## Instructions for the task
Count the lines in the rows below that contain the string "Query". Reply with the number alone.

## Supplied records
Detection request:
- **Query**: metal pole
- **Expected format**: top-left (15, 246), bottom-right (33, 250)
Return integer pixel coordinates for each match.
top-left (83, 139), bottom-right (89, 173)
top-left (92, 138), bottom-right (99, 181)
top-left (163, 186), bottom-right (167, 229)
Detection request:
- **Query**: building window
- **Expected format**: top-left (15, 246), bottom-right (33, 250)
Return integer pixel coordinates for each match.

---

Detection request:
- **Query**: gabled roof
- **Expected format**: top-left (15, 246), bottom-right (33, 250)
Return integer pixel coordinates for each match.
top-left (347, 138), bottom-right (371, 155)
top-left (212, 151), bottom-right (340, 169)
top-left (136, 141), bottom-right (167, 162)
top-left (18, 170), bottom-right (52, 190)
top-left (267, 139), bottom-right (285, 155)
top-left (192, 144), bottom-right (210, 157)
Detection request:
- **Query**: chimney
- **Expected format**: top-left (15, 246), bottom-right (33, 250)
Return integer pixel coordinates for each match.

## Full response
4